[START]

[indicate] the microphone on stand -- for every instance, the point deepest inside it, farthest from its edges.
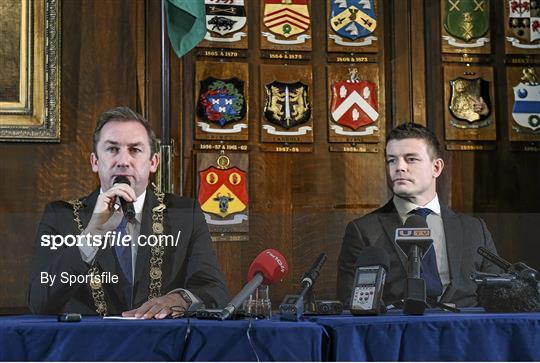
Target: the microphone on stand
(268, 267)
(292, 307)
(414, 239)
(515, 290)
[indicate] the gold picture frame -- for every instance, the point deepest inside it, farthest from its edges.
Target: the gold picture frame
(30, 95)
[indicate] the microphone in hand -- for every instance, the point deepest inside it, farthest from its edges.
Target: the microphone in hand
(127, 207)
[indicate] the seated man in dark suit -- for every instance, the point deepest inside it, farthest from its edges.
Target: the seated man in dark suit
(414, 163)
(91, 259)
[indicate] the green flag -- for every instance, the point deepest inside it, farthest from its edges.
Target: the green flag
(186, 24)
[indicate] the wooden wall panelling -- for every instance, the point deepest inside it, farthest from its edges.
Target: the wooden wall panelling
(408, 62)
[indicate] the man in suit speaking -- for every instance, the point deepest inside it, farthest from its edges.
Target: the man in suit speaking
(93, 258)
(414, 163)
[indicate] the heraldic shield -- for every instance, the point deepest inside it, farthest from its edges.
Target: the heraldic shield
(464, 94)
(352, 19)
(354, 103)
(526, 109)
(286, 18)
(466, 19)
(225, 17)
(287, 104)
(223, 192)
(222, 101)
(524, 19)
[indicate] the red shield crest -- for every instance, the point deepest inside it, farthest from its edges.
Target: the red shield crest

[END]
[START]

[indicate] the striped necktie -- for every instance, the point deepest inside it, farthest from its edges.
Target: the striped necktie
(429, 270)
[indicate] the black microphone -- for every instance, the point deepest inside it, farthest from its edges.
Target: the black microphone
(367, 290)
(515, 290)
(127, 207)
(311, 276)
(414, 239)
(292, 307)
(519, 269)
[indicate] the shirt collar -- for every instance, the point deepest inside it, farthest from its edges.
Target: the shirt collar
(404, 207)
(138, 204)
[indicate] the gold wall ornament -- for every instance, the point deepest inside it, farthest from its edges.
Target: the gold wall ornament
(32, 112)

[END]
[START]

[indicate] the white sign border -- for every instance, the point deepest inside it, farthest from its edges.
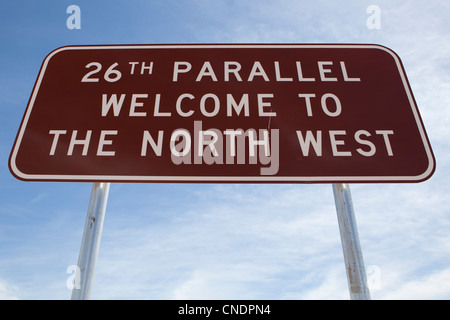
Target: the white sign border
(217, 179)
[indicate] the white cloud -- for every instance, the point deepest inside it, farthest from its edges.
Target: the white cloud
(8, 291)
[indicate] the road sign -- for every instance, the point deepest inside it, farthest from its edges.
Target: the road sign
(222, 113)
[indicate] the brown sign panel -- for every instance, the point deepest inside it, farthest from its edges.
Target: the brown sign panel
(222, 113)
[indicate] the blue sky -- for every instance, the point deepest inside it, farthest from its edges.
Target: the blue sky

[END]

Work to be completed:
Extract every line of the records above that contains the word "shirt", copying each one in full.

Result:
[indicate] the shirt collar -- for every instance, the point deepest inside it, farthest from its edges.
Target: the shirt collar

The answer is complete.